[TASK DESCRIPTION] Pull out every line in the entries below that contains the string "beaded", and copy each one in full. Case counts.

[STORED DATA]
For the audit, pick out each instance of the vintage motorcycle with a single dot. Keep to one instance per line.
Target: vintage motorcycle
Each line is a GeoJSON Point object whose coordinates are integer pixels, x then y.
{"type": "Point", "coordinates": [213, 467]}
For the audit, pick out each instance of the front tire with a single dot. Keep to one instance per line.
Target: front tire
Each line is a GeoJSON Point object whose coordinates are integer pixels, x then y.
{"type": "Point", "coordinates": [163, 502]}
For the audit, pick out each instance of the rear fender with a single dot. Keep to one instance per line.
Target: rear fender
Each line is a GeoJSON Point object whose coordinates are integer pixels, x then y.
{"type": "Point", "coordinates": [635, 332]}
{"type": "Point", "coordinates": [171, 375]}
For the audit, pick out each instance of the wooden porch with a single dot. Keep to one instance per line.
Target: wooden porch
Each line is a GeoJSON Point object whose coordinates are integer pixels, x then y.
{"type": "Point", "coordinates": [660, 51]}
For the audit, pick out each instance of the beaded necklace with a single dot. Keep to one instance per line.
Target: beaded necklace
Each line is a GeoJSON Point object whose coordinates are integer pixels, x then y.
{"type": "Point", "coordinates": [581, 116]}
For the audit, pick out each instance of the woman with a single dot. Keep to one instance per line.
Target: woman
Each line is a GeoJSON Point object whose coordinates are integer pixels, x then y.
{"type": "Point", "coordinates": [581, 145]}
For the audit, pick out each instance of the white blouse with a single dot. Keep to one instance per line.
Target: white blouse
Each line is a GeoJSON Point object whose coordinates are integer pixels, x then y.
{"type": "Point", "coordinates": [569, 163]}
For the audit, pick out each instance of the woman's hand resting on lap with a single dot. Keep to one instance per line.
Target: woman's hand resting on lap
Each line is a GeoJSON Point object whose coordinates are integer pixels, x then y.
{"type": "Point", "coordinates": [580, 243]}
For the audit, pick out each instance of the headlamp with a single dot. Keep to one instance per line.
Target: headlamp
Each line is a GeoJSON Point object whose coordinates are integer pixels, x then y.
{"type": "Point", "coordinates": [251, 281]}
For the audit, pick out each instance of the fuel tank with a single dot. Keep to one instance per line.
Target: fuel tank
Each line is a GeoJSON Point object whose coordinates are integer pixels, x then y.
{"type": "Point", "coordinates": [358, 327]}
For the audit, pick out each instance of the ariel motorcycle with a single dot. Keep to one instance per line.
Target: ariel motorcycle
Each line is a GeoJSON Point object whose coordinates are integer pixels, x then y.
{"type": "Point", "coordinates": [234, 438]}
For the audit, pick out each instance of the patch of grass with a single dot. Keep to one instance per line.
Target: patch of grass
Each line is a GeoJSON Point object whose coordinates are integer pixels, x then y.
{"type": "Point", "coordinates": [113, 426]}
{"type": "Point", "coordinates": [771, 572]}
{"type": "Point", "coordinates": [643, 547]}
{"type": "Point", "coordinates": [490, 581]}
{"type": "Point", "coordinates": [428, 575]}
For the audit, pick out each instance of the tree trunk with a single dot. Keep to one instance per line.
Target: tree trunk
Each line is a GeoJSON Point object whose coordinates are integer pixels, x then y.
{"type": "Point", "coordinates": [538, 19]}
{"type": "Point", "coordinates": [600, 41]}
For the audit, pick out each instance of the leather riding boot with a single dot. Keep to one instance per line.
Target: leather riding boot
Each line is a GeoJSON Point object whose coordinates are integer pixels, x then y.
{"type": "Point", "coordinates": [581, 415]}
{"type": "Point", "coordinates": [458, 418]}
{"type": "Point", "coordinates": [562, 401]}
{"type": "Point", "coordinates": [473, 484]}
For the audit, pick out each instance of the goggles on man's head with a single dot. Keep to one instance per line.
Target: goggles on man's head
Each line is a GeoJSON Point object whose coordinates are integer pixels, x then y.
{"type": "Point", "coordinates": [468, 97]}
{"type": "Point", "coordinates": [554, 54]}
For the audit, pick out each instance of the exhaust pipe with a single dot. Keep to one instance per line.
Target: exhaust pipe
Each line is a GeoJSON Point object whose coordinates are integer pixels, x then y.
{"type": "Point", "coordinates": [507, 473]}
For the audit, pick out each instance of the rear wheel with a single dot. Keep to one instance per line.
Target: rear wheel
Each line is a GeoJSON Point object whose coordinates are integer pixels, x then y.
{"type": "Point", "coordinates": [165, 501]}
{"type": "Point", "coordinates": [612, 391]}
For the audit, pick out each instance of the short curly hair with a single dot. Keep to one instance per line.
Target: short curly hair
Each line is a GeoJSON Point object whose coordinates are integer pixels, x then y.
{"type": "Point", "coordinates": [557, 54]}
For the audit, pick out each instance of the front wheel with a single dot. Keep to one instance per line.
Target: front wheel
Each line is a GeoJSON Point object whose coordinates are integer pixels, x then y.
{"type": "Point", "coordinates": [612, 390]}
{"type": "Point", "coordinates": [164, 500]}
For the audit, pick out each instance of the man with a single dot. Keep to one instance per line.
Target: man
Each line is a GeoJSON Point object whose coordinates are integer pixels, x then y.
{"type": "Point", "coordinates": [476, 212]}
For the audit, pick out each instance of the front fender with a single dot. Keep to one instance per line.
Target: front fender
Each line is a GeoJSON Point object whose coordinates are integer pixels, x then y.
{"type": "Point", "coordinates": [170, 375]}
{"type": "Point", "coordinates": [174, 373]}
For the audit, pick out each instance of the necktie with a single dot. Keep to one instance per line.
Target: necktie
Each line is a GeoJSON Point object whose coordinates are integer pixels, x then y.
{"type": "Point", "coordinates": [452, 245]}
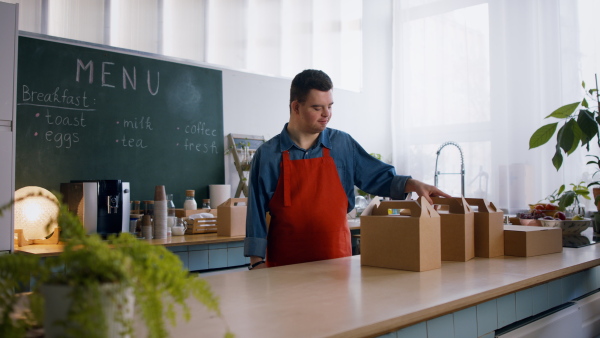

[FINAL RESULT]
For the audit, pick out each instance of the beaded necklace with a single dot. Keep to one instance per line.
Target: beaded necklace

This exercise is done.